▶ TASK BRIEF
Repeat word for word the rows below, starting with the line that contains "the worker in" and continuing up to and including the last line of the rows.

>> begin MATERIAL FOR THE TASK

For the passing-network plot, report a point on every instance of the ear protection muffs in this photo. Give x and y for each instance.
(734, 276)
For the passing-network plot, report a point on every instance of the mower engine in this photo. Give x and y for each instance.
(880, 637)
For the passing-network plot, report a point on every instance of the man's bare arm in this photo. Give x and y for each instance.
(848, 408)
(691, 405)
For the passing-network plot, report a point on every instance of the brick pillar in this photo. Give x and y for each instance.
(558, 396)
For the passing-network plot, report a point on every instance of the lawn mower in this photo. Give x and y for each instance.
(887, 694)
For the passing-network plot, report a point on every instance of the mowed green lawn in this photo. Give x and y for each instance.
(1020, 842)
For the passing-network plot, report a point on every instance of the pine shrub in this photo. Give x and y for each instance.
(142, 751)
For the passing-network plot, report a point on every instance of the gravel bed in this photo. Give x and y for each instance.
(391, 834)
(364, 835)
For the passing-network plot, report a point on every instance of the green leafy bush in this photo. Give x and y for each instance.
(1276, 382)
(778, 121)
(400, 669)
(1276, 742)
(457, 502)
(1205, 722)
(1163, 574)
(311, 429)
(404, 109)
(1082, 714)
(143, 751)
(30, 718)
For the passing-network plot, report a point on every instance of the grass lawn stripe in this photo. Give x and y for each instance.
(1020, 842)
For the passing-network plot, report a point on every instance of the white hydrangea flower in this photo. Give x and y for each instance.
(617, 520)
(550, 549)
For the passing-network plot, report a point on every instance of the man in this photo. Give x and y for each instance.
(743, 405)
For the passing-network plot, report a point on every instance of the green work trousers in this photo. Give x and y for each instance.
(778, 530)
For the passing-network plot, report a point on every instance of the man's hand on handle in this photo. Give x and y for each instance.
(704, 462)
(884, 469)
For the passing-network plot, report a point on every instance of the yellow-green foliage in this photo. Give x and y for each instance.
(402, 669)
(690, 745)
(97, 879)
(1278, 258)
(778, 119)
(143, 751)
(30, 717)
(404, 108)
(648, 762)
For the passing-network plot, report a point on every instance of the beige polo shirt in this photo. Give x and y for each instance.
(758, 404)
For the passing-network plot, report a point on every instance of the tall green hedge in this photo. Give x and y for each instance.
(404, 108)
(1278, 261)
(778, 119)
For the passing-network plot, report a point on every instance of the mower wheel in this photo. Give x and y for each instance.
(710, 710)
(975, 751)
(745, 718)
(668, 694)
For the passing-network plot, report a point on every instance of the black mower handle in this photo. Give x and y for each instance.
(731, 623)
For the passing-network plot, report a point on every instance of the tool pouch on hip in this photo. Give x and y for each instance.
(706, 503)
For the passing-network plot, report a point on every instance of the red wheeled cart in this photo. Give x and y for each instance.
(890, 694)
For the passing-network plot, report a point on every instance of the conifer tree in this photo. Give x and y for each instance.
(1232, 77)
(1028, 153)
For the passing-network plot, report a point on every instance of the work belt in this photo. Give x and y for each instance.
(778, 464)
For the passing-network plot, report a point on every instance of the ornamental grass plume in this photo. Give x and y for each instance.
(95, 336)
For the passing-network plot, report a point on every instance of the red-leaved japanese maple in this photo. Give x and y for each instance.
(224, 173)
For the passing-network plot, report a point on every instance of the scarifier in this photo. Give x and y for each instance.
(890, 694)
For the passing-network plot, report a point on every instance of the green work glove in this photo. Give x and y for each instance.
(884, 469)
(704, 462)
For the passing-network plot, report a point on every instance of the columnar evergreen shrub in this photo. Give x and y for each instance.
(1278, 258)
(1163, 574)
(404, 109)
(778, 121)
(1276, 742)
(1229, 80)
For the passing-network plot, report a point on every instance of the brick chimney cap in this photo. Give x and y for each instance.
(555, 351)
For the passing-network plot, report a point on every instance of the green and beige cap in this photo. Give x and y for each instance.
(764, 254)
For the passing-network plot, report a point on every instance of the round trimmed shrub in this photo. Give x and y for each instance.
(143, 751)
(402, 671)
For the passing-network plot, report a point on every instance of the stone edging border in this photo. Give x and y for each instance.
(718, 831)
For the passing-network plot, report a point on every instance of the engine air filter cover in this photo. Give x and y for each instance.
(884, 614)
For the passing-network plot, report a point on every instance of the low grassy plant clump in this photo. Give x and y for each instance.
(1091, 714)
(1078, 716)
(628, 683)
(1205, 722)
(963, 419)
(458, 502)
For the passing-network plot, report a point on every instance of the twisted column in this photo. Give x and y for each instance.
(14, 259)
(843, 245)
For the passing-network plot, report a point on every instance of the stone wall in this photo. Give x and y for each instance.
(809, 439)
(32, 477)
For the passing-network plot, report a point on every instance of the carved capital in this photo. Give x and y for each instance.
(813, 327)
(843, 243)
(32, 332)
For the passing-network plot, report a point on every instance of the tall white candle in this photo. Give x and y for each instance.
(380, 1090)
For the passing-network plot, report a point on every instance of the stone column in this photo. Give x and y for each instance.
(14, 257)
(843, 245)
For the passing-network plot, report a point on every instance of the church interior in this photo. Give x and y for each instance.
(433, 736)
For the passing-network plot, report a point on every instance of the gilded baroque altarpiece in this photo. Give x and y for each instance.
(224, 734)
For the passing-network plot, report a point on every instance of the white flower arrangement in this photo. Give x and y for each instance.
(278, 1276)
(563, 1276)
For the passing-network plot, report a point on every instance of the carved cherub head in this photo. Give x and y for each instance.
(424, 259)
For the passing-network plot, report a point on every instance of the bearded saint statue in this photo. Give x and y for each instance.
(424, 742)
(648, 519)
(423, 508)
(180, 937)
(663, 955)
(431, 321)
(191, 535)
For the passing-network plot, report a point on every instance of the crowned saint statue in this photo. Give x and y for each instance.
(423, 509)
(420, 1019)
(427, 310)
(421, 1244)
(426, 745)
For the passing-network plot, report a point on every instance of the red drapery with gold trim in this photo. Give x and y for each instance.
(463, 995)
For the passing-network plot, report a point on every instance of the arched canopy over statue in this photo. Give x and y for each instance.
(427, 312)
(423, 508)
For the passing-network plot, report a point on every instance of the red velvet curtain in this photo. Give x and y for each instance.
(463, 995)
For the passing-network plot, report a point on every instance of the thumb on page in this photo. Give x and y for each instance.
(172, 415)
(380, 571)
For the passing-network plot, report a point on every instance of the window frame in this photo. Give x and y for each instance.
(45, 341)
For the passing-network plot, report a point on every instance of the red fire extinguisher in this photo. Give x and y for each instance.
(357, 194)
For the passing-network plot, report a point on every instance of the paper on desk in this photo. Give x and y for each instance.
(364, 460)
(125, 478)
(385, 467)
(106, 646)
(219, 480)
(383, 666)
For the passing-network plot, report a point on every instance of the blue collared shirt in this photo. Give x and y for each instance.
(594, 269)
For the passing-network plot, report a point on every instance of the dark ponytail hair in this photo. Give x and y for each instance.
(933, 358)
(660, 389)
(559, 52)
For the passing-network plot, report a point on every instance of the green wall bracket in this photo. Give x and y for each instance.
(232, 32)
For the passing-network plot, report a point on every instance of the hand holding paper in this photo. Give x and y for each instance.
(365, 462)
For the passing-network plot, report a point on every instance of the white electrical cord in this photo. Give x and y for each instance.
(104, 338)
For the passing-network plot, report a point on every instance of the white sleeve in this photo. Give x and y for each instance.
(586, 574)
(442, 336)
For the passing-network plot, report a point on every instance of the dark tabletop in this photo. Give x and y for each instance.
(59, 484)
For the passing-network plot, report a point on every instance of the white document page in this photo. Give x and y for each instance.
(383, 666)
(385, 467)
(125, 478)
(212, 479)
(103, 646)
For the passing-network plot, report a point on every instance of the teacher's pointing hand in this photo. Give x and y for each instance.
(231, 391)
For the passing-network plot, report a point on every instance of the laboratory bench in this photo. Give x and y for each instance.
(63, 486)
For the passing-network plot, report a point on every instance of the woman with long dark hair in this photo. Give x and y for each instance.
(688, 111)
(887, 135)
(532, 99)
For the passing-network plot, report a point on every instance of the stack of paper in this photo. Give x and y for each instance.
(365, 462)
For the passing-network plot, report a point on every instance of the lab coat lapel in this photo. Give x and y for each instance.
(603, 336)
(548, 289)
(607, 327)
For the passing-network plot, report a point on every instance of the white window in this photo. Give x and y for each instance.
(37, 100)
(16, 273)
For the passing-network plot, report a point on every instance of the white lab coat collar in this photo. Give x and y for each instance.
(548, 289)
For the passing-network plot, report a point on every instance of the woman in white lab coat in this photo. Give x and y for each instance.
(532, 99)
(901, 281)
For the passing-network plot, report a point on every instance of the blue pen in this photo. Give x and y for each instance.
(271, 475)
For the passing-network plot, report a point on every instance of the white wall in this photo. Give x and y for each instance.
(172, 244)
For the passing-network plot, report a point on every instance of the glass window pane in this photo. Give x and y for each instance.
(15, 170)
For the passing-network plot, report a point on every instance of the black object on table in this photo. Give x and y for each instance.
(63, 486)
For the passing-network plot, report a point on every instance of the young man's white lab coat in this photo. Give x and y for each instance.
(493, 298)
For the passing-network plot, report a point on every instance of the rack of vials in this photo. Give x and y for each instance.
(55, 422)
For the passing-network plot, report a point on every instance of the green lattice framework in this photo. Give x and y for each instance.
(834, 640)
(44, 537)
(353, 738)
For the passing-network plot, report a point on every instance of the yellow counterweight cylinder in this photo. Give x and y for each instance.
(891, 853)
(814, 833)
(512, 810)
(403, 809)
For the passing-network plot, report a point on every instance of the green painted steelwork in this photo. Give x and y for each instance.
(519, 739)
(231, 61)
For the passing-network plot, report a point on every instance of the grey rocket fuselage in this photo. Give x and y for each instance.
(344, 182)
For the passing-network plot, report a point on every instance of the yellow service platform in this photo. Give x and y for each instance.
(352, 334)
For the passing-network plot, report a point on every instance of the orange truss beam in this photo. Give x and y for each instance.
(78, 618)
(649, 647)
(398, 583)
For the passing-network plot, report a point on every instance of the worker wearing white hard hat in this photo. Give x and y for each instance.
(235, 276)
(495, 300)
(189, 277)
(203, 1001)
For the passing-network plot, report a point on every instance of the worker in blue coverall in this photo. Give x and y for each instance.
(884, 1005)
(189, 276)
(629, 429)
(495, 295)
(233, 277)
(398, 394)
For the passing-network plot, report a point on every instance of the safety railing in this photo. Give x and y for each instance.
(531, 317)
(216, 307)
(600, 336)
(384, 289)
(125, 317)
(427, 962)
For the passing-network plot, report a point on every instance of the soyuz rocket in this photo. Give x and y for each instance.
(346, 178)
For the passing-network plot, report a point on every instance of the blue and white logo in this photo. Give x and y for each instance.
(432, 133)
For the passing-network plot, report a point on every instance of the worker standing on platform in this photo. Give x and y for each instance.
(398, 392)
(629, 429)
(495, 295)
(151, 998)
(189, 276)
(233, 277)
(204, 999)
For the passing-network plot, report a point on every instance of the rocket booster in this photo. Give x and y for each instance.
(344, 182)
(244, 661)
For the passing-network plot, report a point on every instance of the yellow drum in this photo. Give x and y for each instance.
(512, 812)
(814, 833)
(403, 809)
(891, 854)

>> end MATERIAL FOR THE TASK

▶ SOLUTION TO THE EXERCISE
For the passing-network plot, report a point on every instance of the worker in blue coverall in this photo. Give x and y for each instance.
(884, 1005)
(189, 276)
(629, 429)
(495, 295)
(233, 277)
(398, 394)
For the passing-network plot, report a point on every instance of the safety railing in this photo. Give x and y for each instance.
(531, 317)
(216, 307)
(600, 336)
(384, 289)
(125, 317)
(427, 962)
For the passing-network plot, report a point on every instance of the soyuz rocket in this photo. Give x and y for each instance.
(346, 178)
For the passing-network plot, report a point on every instance of the blue and white logo in this photo. Give x and y for each instance.
(432, 133)
For the passing-network plot, report a point on every instance of the worker standing on platform in this photo. Give x and y for each instance.
(398, 392)
(629, 429)
(495, 295)
(151, 998)
(189, 276)
(233, 277)
(204, 999)
For the passing-network plot, report a point on every instance of the rocket booster in this photo. Give x and y for each instance.
(344, 182)
(244, 661)
For the passing-network plot, report a point on every instance of the yellow drum in this photo. Give x and y for each instance.
(512, 812)
(814, 833)
(403, 809)
(891, 854)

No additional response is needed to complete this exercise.